- **Texte**:
===============

La suppression de la subvention du carburant n’est pas la solution. Explications
Haïti fait face à des pénuries de carburant de façon récurrente surtout pendant la période des fêtes champêtres ou le carnaval. C’était le cas en 2008, 2010 2012, mai 2013, 2014, janvier 2019, etc.
Toutefois depuis 2018, ces pénuries sont de plus en plus fréquentes. La débandade actuelle qui dure depuis plus d’une semaine rappelle les temps d’embargo ou les images de territoires en guerre ou ravagés par des catastrophes naturelles.
Le pays est en panne sèche. La rareté de ces produits transversaux et stratégiques perturbe la vie du pays au point de retirer l’attention du président qui s’enferme un peu plus dans son mutisme.

===============

- **Lignes de données**:
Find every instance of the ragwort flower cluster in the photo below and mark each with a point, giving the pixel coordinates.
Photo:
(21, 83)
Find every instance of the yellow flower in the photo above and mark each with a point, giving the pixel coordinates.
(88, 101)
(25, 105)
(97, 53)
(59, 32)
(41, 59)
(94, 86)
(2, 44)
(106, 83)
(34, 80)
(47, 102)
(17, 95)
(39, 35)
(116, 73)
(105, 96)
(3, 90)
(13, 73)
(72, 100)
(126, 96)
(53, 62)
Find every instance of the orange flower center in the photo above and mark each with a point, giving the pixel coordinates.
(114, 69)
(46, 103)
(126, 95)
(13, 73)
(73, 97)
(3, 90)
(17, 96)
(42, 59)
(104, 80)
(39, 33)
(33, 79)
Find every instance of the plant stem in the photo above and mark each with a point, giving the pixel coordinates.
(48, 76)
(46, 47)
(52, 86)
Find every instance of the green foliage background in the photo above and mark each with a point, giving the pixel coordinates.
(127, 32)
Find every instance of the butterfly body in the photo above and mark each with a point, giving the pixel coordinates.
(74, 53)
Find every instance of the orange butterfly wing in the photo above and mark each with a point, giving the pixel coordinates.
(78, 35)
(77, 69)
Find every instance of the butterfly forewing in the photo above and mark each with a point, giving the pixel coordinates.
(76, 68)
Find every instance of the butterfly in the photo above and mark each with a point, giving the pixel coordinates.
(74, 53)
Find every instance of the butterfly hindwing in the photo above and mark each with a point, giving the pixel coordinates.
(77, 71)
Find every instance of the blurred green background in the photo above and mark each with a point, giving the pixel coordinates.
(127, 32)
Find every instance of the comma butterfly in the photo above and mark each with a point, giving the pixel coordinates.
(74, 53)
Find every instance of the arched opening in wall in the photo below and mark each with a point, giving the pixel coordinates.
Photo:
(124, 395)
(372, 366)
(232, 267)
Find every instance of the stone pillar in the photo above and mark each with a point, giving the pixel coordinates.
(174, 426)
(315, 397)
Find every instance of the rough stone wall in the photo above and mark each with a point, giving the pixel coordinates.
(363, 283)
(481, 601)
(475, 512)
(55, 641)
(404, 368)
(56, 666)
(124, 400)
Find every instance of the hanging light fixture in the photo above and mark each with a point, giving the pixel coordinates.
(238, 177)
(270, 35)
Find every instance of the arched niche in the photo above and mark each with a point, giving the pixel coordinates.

===============

- **Consigne**: Recopiez sans rien changer le passage du texte sur les pénuries de carburant en Haïti qui va de « Toutefois depuis 2018, ces » jusqu'à « des catastrophes naturelles. » inclus.

- **Réponse**:
Toutefois depuis 2018, ces pénuries sont de plus en plus fréquentes. La débandade actuelle qui dure depuis plus d’une semaine rappelle les temps d’embargo ou les images de territoires en guerre ou ravagés par des catastrophes naturelles.